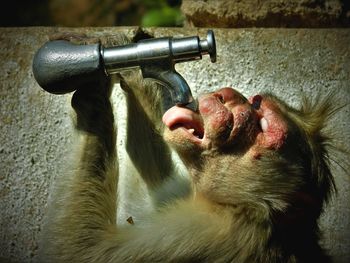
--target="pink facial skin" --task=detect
[163,88,287,155]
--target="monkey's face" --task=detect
[163,88,287,160]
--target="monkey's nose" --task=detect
[179,99,198,112]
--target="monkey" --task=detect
[40,32,336,263]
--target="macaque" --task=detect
[41,32,335,263]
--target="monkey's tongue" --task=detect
[163,106,204,138]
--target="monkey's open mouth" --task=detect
[163,106,204,139]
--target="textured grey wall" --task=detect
[0,28,350,263]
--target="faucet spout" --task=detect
[141,63,198,111]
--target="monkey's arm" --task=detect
[121,73,189,195]
[40,76,118,262]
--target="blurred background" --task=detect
[0,0,184,27]
[0,0,350,28]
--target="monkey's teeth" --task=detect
[260,118,269,132]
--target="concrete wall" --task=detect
[0,28,350,263]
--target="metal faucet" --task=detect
[33,30,216,110]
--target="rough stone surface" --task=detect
[181,0,350,28]
[0,28,350,263]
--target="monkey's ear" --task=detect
[300,93,340,203]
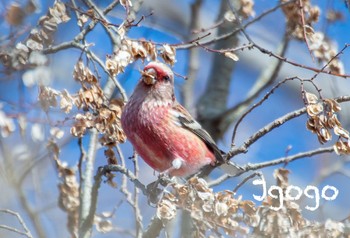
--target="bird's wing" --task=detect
[171,102,224,163]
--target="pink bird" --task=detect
[121,62,224,177]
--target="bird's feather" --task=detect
[171,102,224,163]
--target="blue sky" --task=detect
[0,0,350,237]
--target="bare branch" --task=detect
[0,209,33,238]
[227,94,350,159]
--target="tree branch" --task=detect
[0,209,33,238]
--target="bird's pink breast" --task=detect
[122,98,215,176]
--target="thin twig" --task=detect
[101,165,148,196]
[298,0,315,61]
[0,209,33,238]
[227,96,350,159]
[243,146,334,172]
[232,172,262,194]
[209,146,334,186]
[131,151,143,237]
[231,78,295,149]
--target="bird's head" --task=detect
[141,62,174,88]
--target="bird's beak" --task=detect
[141,68,157,85]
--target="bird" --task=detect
[121,61,224,177]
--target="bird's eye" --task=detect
[163,75,170,82]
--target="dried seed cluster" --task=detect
[157,177,256,237]
[305,92,350,155]
[0,1,70,71]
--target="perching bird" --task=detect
[121,62,227,177]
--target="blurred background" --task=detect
[0,0,350,237]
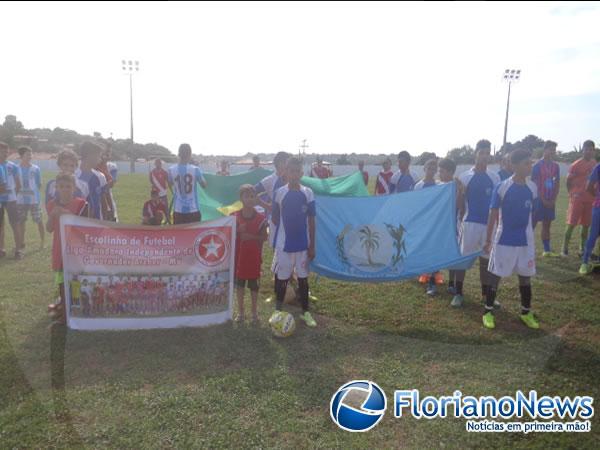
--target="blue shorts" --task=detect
[533,204,556,223]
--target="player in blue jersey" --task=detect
[0,142,23,259]
[168,144,207,225]
[414,159,441,297]
[254,152,290,303]
[75,141,107,220]
[44,150,88,210]
[273,158,317,327]
[579,164,600,275]
[531,141,560,257]
[17,146,46,249]
[451,139,500,307]
[483,150,539,329]
[390,151,418,194]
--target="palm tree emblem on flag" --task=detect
[336,224,406,274]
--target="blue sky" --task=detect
[0,2,600,155]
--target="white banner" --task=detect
[60,215,235,330]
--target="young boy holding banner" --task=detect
[233,184,267,323]
[46,173,88,323]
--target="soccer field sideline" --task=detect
[0,175,600,448]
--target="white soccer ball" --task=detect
[269,311,296,337]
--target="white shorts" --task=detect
[459,222,489,258]
[488,244,535,278]
[273,249,309,280]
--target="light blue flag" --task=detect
[311,183,480,282]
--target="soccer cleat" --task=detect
[450,294,465,308]
[521,312,540,330]
[300,311,317,328]
[579,263,592,275]
[481,297,502,309]
[542,252,558,258]
[483,312,496,330]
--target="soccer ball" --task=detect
[269,311,296,337]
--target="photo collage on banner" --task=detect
[61,216,235,330]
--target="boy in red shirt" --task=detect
[142,189,170,225]
[233,184,267,323]
[561,140,596,256]
[46,173,88,323]
[375,158,394,195]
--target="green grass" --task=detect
[0,171,600,449]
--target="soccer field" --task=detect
[0,174,600,449]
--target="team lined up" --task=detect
[0,140,600,328]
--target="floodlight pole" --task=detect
[129,73,134,144]
[502,69,521,154]
[502,81,511,147]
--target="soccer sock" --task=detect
[481,284,490,298]
[563,225,583,253]
[428,273,435,287]
[455,270,466,295]
[483,274,500,314]
[581,225,590,253]
[479,258,492,298]
[298,278,308,312]
[275,278,288,311]
[456,281,463,295]
[542,239,550,252]
[519,277,531,314]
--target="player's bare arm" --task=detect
[308,216,316,261]
[483,208,500,254]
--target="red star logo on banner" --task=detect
[196,233,227,266]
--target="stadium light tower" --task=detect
[502,69,521,147]
[121,59,140,144]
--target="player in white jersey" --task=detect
[451,139,500,307]
[254,152,290,303]
[483,150,539,329]
[273,158,317,327]
[168,144,207,225]
[17,146,46,249]
[0,142,23,259]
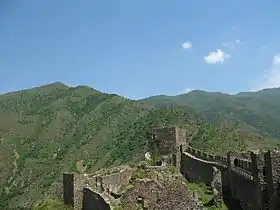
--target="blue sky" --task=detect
[0,0,280,98]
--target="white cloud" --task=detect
[178,87,194,94]
[181,42,192,50]
[204,49,230,64]
[222,39,242,49]
[253,54,280,91]
[272,54,280,66]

§ Stated problem
Arrange every line of the records above as a Markdown table with the columns "Row" and "Line", numbering the rows and skipping blank lines. Leave the pictures out of the table.

§ Finished answer
| Row | Line |
|---|---|
| 1 | --target="pink facial skin" --task=detect |
| 2 | [163,88,287,155] |
| 3 | --target="monkey's face" --task=detect |
| 4 | [163,88,287,160] |
| 5 | --target="monkey's nose" --task=detect |
| 6 | [179,99,198,112] |
| 7 | --target="monkey" --task=detect |
| 8 | [40,32,336,263] |
| 9 | --target="macaque" --task=detect |
| 10 | [41,32,335,263] |
| 11 | --target="monkey's tongue" --task=detect |
| 12 | [163,106,204,138] |
| 13 | --target="monkey's open mouth" --task=detect |
| 14 | [163,106,204,139] |
| 15 | --target="textured grey wall" --task=detect |
| 16 | [0,28,350,263] |
| 17 | --target="faucet spout" --task=detect |
| 18 | [141,63,198,111] |
| 19 | --target="monkey's arm" --task=detect |
| 20 | [121,73,189,195] |
| 21 | [40,76,118,262] |
| 22 | --target="blurred background" --task=detect |
| 23 | [0,0,184,27] |
| 24 | [0,0,350,28] |
| 25 | --target="monkey's teeth" --task=detect |
| 26 | [260,118,269,132] |
| 27 | --target="concrete wall" --task=detect |
| 28 | [0,28,350,263] |
| 29 | --target="metal faucet" --task=detect |
| 30 | [33,30,216,110] |
| 31 | --target="rough stone surface" --task=detect |
| 32 | [181,0,350,28] |
| 33 | [0,28,350,263] |
| 34 | --target="monkey's ear" --task=detect |
| 35 | [300,93,340,203] |
| 36 | --target="bird's wing" --task=detect |
| 37 | [171,102,224,163] |
| 38 | --target="pink bird" --task=detect |
| 39 | [121,62,224,177] |
| 40 | --target="bird's feather" --task=detect |
| 41 | [171,102,224,163] |
| 42 | --target="blue sky" --task=detect |
| 43 | [0,0,350,237] |
| 44 | --target="bare branch" --task=detect |
| 45 | [0,209,33,238] |
| 46 | [227,94,350,159] |
| 47 | --target="tree branch" --task=detect |
| 48 | [0,209,33,238] |
| 49 | --target="bird's pink breast" --task=detect |
| 50 | [122,98,215,176] |
| 51 | --target="thin twig" --task=detect |
| 52 | [101,165,148,196] |
| 53 | [298,0,315,61] |
| 54 | [0,209,33,238] |
| 55 | [227,96,350,159] |
| 56 | [243,146,334,172] |
| 57 | [232,172,262,194] |
| 58 | [209,146,334,186] |
| 59 | [131,151,143,237] |
| 60 | [231,78,295,149] |
| 61 | --target="bird's head" --task=detect |
| 62 | [141,62,174,88] |
| 63 | --target="bird's beak" --task=detect |
| 64 | [141,68,157,85] |
| 65 | --target="bird" --task=detect |
| 66 | [121,61,224,177] |
| 67 | --target="bird's eye" --task=detect |
| 68 | [163,75,170,82] |
| 69 | --target="dried seed cluster" --task=detect |
| 70 | [157,177,256,237] |
| 71 | [305,92,350,155] |
| 72 | [0,1,70,71] |
| 73 | --target="perching bird" --task=detect |
| 74 | [121,62,227,177] |
| 75 | --target="blurred background" --task=detect |
| 76 | [0,0,350,237] |
| 77 | --target="blue shorts" --task=detect |
| 78 | [533,204,556,223] |
| 79 | --target="player in blue jersey" --task=detect |
| 80 | [0,142,23,259] |
| 81 | [168,144,207,225] |
| 82 | [414,159,441,297] |
| 83 | [254,152,290,303] |
| 84 | [75,141,107,220] |
| 85 | [44,150,88,210] |
| 86 | [273,158,317,327] |
| 87 | [579,164,600,275] |
| 88 | [531,141,560,257] |
| 89 | [17,146,46,249] |
| 90 | [451,139,500,307] |
| 91 | [483,150,539,329] |
| 92 | [390,151,418,194] |
| 93 | --target="palm tree emblem on flag" --task=detect |
| 94 | [336,224,406,274] |
| 95 | --target="blue sky" --task=detect |
| 96 | [0,2,600,155] |
| 97 | --target="white banner" --task=detect |
| 98 | [60,215,235,330] |
| 99 | --target="young boy holding banner" --task=detect |
| 100 | [233,184,267,323] |
| 101 | [46,173,88,323] |
| 102 | --target="soccer field sideline" --task=detect |
| 103 | [0,175,600,448] |
| 104 | --target="white soccer ball" --task=detect |
| 105 | [269,311,296,337] |
| 106 | --target="white shorts" --task=detect |
| 107 | [459,222,489,258] |
| 108 | [488,244,535,278] |
| 109 | [273,249,309,280] |
| 110 | --target="light blue flag" --task=detect |
| 111 | [311,183,480,282] |
| 112 | --target="soccer cleat" --task=detect |
| 113 | [450,294,465,308] |
| 114 | [521,312,540,330] |
| 115 | [300,311,317,328] |
| 116 | [579,263,592,275] |
| 117 | [481,297,502,309] |
| 118 | [542,252,558,258] |
| 119 | [483,312,496,330] |
| 120 | --target="soccer ball" --task=detect |
| 121 | [269,311,296,337] |
| 122 | --target="photo collage on banner" --task=detect |
| 123 | [61,216,235,330] |
| 124 | --target="boy in red shirt" --task=detect |
| 125 | [142,189,170,225] |
| 126 | [233,184,267,323] |
| 127 | [561,140,596,256] |
| 128 | [46,173,88,323] |
| 129 | [375,158,394,195] |
| 130 | --target="green grass" --task=detect |
| 131 | [0,171,600,449] |
| 132 | --target="soccer field" --task=detect |
| 133 | [0,174,600,449] |
| 134 | --target="team lined up" --task=detect |
| 135 | [0,140,600,328] |
| 136 | --target="floodlight pole" --task=detect |
| 137 | [129,73,134,144] |
| 138 | [502,69,521,154] |
| 139 | [502,81,511,147] |
| 140 | --target="soccer sock" --task=detect |
| 141 | [481,284,490,298] |
| 142 | [563,225,583,253] |
| 143 | [428,273,435,287] |
| 144 | [455,270,466,295] |
| 145 | [483,274,500,314] |
| 146 | [581,225,590,253] |
| 147 | [479,258,492,298] |
| 148 | [298,278,308,312] |
| 149 | [275,278,288,311] |
| 150 | [456,281,463,295] |
| 151 | [542,239,550,252] |
| 152 | [519,277,531,314] |
| 153 | --target="player's bare arm" --task=detect |
| 154 | [308,216,316,261] |
| 155 | [483,208,500,254] |
| 156 | --target="red star logo on banner" --task=detect |
| 157 | [196,233,227,266] |
| 158 | --target="stadium light tower" --task=detect |
| 159 | [502,69,521,147] |
| 160 | [121,59,140,144] |
| 161 | --target="player in white jersey" --task=detect |
| 162 | [451,139,500,307] |
| 163 | [254,152,290,303] |
| 164 | [483,150,539,329] |
| 165 | [273,158,317,327] |
| 166 | [168,144,207,225] |
| 167 | [17,146,46,249] |
| 168 | [0,142,23,259] |
| 169 | --target="blue sky" --task=detect |
| 170 | [0,0,280,98] |
| 171 | --target="white cloud" --task=detect |
| 172 | [178,87,194,94] |
| 173 | [181,42,192,50] |
| 174 | [204,49,230,64] |
| 175 | [222,39,242,49] |
| 176 | [253,54,280,91] |
| 177 | [272,54,280,66] |